What you need to do => Starting with the first line and stopping after the line that contains "(1093, 470)", format the lines as a Markdown table with the columns Row and Line, numbering each row and omitting blank lines.

Task inputs =>
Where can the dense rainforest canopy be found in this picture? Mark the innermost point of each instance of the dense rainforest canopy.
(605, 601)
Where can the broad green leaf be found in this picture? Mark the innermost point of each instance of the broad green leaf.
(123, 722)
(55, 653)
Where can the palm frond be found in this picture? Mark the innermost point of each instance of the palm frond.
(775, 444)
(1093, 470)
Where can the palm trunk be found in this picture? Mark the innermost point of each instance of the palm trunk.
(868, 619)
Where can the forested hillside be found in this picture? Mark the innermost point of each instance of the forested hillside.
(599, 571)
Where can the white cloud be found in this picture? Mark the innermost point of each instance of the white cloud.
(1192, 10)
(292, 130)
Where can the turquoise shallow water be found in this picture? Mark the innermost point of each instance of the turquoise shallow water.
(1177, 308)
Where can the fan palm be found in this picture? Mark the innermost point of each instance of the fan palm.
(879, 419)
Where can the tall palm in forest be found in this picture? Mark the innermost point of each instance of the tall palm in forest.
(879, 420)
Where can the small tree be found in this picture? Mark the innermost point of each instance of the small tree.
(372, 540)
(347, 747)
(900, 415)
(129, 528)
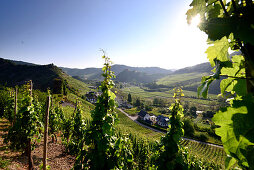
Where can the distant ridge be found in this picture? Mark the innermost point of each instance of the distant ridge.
(95, 73)
(14, 73)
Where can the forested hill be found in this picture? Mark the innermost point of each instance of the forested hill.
(95, 73)
(137, 77)
(12, 74)
(199, 68)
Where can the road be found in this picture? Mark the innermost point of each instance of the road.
(134, 118)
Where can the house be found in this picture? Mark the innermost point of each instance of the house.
(143, 115)
(162, 121)
(198, 112)
(148, 122)
(153, 119)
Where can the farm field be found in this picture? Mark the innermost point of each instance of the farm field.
(139, 92)
(207, 153)
(178, 78)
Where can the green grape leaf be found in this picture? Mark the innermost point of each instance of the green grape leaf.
(203, 88)
(237, 128)
(216, 28)
(218, 51)
(240, 87)
(198, 7)
(226, 85)
(229, 162)
(214, 11)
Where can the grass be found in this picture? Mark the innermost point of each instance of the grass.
(128, 126)
(132, 112)
(4, 163)
(178, 78)
(188, 96)
(76, 84)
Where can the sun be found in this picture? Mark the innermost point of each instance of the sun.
(195, 21)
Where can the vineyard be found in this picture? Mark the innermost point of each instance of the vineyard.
(125, 144)
(208, 153)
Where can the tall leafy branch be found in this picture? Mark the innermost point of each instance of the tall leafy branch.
(105, 149)
(230, 25)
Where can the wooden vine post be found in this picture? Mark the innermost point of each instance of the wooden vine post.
(30, 160)
(46, 135)
(15, 104)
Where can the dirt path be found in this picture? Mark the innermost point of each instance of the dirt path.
(57, 158)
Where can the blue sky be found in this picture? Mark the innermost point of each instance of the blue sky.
(71, 32)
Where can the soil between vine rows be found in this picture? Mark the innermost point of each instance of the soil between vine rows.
(57, 157)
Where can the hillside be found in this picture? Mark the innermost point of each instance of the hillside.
(137, 77)
(95, 73)
(13, 74)
(190, 78)
(16, 73)
(199, 68)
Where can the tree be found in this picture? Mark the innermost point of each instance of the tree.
(129, 98)
(230, 25)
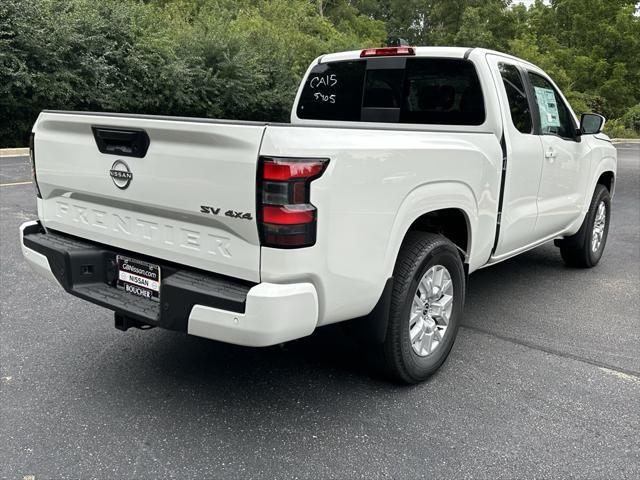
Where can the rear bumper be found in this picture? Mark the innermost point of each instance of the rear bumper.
(196, 302)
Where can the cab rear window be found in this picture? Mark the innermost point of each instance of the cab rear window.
(394, 90)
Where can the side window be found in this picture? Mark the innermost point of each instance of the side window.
(555, 117)
(517, 96)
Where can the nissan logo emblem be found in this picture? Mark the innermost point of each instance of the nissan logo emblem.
(120, 174)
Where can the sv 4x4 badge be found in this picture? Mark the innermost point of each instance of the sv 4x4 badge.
(228, 213)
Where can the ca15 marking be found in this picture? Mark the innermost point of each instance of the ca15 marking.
(229, 213)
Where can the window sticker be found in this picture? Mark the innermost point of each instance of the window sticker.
(548, 106)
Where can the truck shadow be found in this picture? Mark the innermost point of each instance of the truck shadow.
(330, 354)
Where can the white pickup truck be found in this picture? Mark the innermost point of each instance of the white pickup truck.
(402, 171)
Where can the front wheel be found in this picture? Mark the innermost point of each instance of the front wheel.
(426, 307)
(585, 248)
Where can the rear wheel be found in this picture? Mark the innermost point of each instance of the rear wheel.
(585, 248)
(426, 307)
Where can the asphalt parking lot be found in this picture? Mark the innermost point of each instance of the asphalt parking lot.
(543, 381)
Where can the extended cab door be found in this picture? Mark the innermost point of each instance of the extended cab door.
(523, 165)
(566, 159)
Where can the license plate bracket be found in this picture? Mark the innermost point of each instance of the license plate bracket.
(138, 277)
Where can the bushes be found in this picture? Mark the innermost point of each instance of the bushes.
(244, 58)
(235, 59)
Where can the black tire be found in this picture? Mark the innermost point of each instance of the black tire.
(419, 252)
(576, 250)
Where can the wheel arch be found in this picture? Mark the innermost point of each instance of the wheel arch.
(449, 209)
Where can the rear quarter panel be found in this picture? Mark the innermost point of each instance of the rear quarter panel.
(377, 183)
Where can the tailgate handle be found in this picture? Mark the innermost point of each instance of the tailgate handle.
(130, 142)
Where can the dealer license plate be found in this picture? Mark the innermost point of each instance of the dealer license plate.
(138, 277)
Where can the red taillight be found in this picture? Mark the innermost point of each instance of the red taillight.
(288, 214)
(387, 51)
(286, 217)
(285, 169)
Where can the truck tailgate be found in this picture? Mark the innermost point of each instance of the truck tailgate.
(190, 199)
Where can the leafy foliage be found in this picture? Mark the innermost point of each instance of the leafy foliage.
(244, 58)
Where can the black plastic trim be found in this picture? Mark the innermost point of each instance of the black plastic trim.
(503, 179)
(124, 142)
(87, 270)
(373, 327)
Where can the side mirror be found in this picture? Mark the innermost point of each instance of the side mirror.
(591, 123)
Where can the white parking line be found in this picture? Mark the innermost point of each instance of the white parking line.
(15, 183)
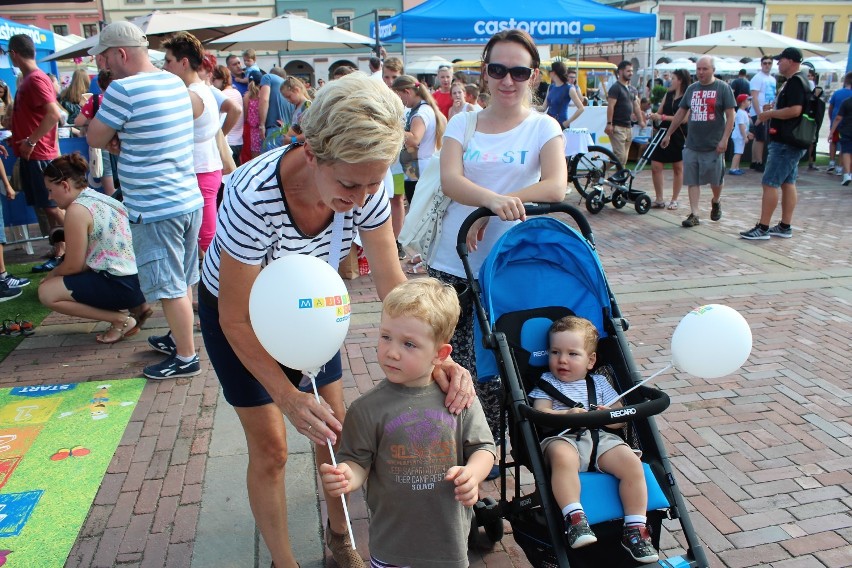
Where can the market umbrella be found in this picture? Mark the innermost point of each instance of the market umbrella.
(158, 25)
(427, 66)
(289, 32)
(745, 42)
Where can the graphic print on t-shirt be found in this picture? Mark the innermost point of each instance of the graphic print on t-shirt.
(423, 448)
(703, 106)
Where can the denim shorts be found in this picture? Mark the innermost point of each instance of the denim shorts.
(701, 168)
(104, 290)
(167, 255)
(782, 164)
(240, 388)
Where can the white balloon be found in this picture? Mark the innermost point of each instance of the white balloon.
(711, 341)
(299, 309)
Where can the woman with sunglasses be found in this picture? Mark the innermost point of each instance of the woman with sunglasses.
(560, 94)
(98, 278)
(515, 155)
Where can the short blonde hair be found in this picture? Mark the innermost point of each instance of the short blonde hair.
(578, 325)
(354, 119)
(428, 300)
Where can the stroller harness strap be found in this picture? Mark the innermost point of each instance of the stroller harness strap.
(593, 400)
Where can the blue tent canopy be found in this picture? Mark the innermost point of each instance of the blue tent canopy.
(554, 22)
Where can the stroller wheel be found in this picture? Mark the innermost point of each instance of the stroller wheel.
(643, 204)
(594, 202)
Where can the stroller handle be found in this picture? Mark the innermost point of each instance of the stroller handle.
(531, 210)
(657, 401)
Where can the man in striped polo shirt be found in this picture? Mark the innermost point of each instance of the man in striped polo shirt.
(146, 118)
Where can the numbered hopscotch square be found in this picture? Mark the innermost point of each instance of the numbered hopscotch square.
(30, 411)
(15, 511)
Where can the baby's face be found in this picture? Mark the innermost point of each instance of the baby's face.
(569, 360)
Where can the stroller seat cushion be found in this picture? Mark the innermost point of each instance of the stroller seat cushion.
(600, 499)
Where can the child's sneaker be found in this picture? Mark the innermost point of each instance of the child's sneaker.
(578, 530)
(636, 540)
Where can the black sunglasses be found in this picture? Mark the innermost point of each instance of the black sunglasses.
(499, 71)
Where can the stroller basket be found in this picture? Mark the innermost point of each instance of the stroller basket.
(539, 271)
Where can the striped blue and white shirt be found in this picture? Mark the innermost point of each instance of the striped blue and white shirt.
(254, 224)
(152, 114)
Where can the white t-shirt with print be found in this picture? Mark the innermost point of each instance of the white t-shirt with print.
(503, 163)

Completed exercise =>
| Row | Line |
|---|---|
| 1 | Where can the dense rainforest canopy be found in this picture? Mark the innermost point of each instance of the dense rainforest canopy. |
| 2 | (605, 601) |
| 3 | Where can the broad green leaf be found in this picture? Mark the innermost point of each instance of the broad green leaf. |
| 4 | (123, 722) |
| 5 | (55, 653) |
| 6 | Where can the palm frond be found in this picture? Mark the innermost point of each instance of the palm frond. |
| 7 | (775, 444) |
| 8 | (1093, 470) |